• _文献节选_:
━━━━━━━━━━━━━━━━━━━━

结核分枝杆菌CRISPR/Cas系统中Cas蛋白毒力机制研究

CRISPR/Cas systems are known as prokaryotic adaptive immune systems against invading nucleic acids. CRISPR/Cas systems show diversity and have been classified into three basic types (Types I-III) and at least 10 subtypes based on their Cas proteins. In recent years, CRISPR/Cas9 has attracted intense interest and is increasingly being applied in genome editing. Alongside this explosion of interest in its defensive role and applications, reports on moonlighting roles functions of CRISPR/Cas proteins (and crRNA) in virulence, commensalism and broader bacterial physiology are raising the possibility that CRISPR/Cas systems may also contribute to the ability of bacterial pathogens to evade and dampen host defenses, and ultimately survive and replicate within the host..M. tuberculosis (MTB), the aetiological agent of tuberculosis (TB), a disease that still has an estimated annual death toll of 1.9 million, is considered to be one of the most successful pathogens and has evolved a range of mechanisms for evading detection by the host immune system. MTB harbors a Class I, Type III-A CRISPR/Cas system, but neither its defensive function against foreign nucleic acids, nor any potential alternative roles in virulence or pathogenesis have been explored. The applicant has completed a series of preliminary experiments on CRISPR/Cas mechanisms in MTB during which he identified a new role of Cas proteins as virulence factors; deletion of CRISPR/Cas proteins significantly attenuated MTB virulence in a murine model..Further research on how CRISPR/Cas proteins act as virulence factors will provide helpful insights for the diagnosis, prevention and treatment of tuberculosis.

CRISPR/Cas系统是一种细菌获得性免疫防御系统，通过CRISPR RNA和Cas蛋白形成复合体，对外源入侵核酸进行切割，完成抵御噬菌体等外源核酸入侵的功能。CRISPR/Cas系统类型复杂，可分为TypeI，TypeII，TypeIII三种类型。近几年，基于TypeII型的CRISPR/Cas系统原理发展了Cas9基因编辑技术，推动了基因编辑领域的快速发展。最近，研究发现CRISPR/Cas系统不局限于参与细菌的免疫防御系统，其中的Cas蛋白在细菌的致病性上也发挥重要作用。.结核病是世界三大传染病之一，病原菌结核分枝杆菌CRISPR系统属于TypeIII型，分子机制未见报道。申请者通过一系列预实验，初步鉴定了结核分枝杆菌CRISPR/Cas系统的部分作用机制，同时，首次发现结核分枝杆菌Cas蛋白是重要的毒力因子。本课题通过研究其毒力发生机制，有助于为结核病诊断、预防、治疗提供新思路。

原核CRISPR/Cas系统蛋白在抵御外源核酸防御作用已被广泛研究。一些I型和II型CRISPR/Cas蛋白在毒力相关的作用被报道，但对于III型系统蛋白尚未发现。我们发现CRISPR系统蛋白与结核分枝杆菌毒力密切相关。而且发现结核分枝杆菌（III-A型系统）CRISPR/Cas蛋白Csm1、Csm3、Csm5、Csm6和Cas6是分泌的，并诱导宿主免疫反应。重组MTBCas6以不依赖于caspase和TLR-2的方式诱导巨噬细胞凋亡。使用MTBCas6刺激的THP-1巨噬细胞进行的转录组学和信号通路研究表明，MTBCas6上调了与NF-κB通路相关的基因表达，从而导致更高水平的IL-6、IL-1β和TNF-α释放，这些细胞因子已知可激活免疫系统细胞以应对结核分枝杆菌感染。我们的研究结果表明，在除了细胞内屏蔽作用外，结核分枝杆菌CRISPR/Cas蛋白还具有非标准的细胞外作用，其功能类似于一把毒剑，并激活宿主免疫反应。

━━━━━━━━━━━━━━━━━━━━

• _所供记录_:
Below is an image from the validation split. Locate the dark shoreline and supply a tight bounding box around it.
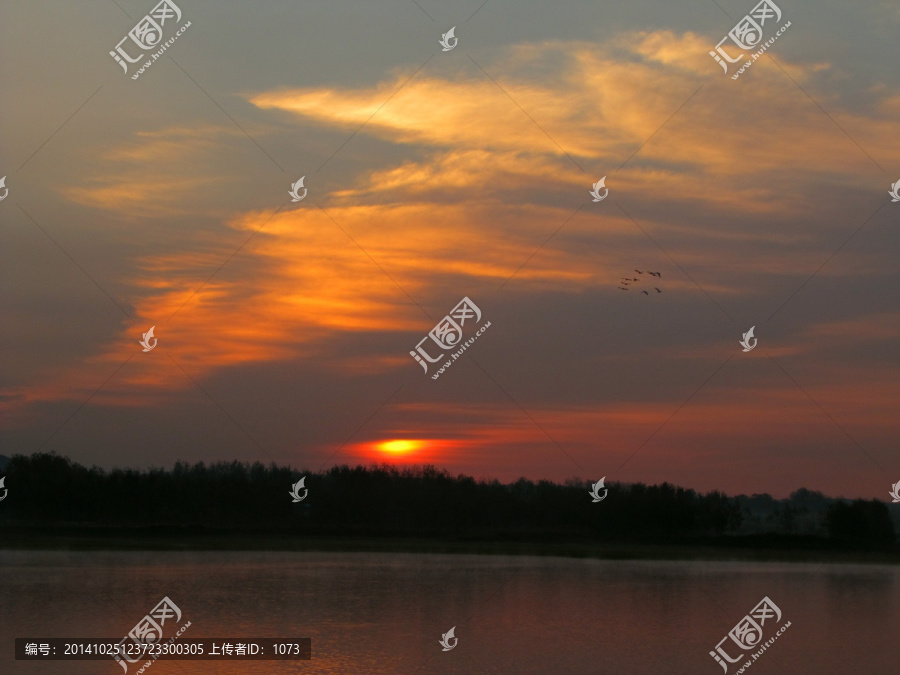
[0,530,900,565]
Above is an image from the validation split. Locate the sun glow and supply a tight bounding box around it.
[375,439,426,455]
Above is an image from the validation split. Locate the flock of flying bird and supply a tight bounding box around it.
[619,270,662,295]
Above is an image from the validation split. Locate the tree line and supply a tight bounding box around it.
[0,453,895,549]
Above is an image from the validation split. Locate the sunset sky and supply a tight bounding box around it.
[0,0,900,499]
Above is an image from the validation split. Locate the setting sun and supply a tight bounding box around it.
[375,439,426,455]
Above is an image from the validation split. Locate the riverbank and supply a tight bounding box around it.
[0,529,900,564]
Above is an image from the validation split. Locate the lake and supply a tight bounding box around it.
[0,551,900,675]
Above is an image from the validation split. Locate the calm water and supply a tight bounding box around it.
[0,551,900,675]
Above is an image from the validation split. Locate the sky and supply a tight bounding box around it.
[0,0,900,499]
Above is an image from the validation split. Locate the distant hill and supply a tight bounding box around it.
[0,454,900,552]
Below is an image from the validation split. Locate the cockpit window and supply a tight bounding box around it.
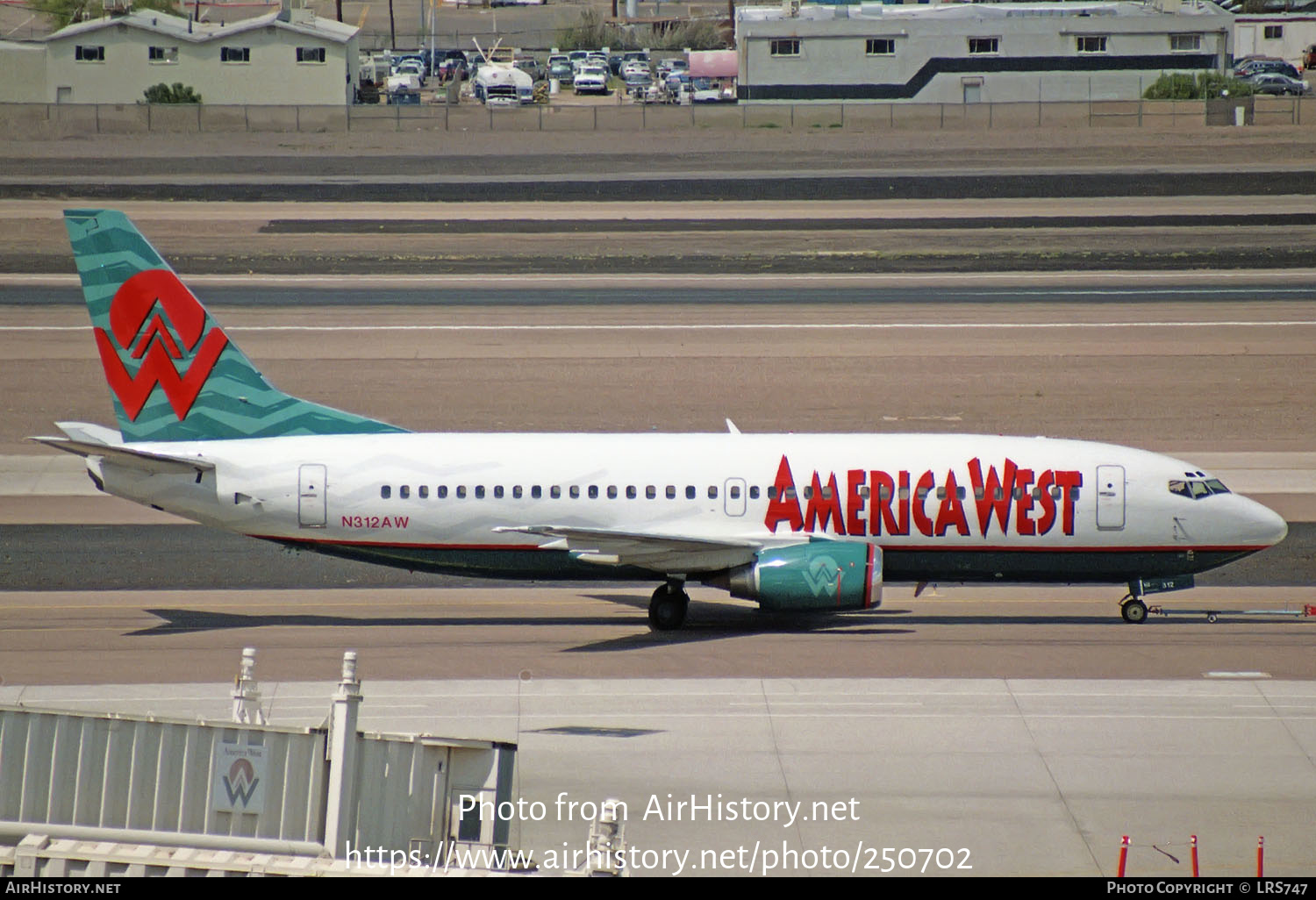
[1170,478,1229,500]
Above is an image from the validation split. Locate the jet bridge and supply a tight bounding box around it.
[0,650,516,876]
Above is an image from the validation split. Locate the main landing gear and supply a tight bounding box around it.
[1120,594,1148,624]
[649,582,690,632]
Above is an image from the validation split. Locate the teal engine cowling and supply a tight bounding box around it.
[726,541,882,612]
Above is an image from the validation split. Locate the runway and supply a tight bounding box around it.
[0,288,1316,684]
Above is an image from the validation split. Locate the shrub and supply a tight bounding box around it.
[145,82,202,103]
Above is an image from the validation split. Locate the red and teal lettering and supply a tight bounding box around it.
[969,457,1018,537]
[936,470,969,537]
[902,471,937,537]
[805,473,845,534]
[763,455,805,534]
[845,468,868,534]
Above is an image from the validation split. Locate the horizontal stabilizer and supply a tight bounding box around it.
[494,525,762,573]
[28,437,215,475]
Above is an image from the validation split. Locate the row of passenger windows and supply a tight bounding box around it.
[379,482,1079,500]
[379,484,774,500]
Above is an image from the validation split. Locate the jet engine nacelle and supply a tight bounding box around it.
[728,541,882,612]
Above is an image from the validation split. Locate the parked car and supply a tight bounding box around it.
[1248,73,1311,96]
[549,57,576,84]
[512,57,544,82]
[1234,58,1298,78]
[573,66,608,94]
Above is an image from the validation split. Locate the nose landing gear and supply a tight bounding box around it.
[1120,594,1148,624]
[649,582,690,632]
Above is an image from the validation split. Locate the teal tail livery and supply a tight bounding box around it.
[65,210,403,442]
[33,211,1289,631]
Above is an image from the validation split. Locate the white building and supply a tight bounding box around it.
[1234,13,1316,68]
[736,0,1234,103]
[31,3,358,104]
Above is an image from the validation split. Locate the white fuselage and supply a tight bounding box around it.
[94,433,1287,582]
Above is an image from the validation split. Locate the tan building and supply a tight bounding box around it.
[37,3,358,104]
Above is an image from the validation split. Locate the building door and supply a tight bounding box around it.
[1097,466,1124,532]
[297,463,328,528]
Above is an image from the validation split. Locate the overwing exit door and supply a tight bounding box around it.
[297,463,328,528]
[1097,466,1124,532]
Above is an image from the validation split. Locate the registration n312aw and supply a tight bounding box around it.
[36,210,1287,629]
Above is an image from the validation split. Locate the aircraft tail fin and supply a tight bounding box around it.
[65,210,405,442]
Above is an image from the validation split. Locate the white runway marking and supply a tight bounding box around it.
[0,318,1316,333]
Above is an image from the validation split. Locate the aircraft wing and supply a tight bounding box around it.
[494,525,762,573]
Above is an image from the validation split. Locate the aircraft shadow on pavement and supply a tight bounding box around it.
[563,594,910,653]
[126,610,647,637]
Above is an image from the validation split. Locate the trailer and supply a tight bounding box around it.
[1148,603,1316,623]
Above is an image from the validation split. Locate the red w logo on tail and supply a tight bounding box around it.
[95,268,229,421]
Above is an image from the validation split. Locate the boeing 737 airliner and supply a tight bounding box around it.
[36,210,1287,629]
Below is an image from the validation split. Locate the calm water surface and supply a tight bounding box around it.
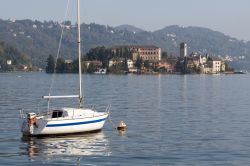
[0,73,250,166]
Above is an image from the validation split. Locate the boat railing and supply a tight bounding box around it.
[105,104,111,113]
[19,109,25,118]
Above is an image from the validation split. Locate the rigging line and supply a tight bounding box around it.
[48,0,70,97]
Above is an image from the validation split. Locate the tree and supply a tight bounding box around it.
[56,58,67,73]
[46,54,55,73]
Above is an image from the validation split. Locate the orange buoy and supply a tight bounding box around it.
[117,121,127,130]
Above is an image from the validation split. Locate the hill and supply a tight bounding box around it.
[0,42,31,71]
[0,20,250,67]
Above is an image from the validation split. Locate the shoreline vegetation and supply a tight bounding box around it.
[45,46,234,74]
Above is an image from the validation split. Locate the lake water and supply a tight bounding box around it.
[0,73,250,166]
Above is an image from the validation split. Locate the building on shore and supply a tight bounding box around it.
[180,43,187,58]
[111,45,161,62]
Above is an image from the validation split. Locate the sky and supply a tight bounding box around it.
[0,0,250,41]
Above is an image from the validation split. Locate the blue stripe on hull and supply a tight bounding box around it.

━━━━━━━━━━━━━━━━━━━━

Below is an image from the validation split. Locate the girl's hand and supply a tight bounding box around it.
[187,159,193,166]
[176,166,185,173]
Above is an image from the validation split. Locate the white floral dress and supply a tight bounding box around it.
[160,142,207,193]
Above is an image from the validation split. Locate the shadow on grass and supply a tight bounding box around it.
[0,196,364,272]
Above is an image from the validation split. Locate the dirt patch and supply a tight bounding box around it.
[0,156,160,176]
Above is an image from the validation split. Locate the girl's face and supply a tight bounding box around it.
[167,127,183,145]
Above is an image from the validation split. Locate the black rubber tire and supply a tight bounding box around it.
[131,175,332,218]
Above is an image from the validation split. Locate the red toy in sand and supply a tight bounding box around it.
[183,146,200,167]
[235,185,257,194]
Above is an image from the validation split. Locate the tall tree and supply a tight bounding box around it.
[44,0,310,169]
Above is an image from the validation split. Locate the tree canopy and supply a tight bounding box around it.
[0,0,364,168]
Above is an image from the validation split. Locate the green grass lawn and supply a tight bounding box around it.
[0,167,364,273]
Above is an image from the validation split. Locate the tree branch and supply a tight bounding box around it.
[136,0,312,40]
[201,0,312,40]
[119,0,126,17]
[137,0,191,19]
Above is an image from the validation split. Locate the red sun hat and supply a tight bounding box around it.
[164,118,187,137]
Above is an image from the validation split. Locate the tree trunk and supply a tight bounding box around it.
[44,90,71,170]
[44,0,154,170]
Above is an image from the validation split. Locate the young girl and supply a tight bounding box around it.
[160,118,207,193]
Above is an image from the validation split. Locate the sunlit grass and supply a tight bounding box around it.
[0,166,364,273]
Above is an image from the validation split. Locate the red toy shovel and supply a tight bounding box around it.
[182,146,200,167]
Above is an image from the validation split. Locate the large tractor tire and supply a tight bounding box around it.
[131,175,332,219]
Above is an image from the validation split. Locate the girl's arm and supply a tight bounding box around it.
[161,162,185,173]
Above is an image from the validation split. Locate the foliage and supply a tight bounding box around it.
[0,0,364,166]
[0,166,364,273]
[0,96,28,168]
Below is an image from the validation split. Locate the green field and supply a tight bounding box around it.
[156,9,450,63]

━━━━━━━━━━━━━━━━━━━━

• _依据资料作答_:
a: 请照录关于结核分枝杆菌Cas蛋白毒力机制的文献节选中的一段文字。从含有“CRISPR/Cas系统是一”的语句开始，到“诊断、预防、治疗提供新思路。”为止。
b: 根据关于结核分枝杆菌Cas蛋白毒力机制的文献节选，重组MTBCas6以何种方式诱导巨噬细胞凋亡？

• _各题答案_:
a:
CRISPR/Cas系统是一种细菌获得性免疫防御系统，通过CRISPR RNA和Cas蛋白形成复合体，对外源入侵核酸进行切割，完成抵御噬菌体等外源核酸入侵的功能。CRISPR/Cas系统类型复杂，可分为TypeI，TypeII，TypeIII三种类型。近几年，基于TypeII型的CRISPR/Cas系统原理发展了Cas9基因编辑技术，推动了基因编辑领域的快速发展。最近，研究发现CRISPR/Cas系统不局限于参与细菌的免疫防御系统，其中的Cas蛋白在细菌的致病性上也发挥重要作用。.结核病是世界三大传染病之一，病原菌结核分枝杆菌CRISPR系统属于TypeIII型，分子机制未见报道。申请者通过一系列预实验，初步鉴定了结核分枝杆菌CRISPR/Cas系统的部分作用机制，同时，首次发现结核分枝杆菌Cas蛋白是重要的毒力因子。本课题通过研究其毒力发生机制，有助于为结核病诊断、预防、治疗提供新思路。

b: 以不依赖于caspase和TLR-2的方式诱导巨噬细胞凋亡。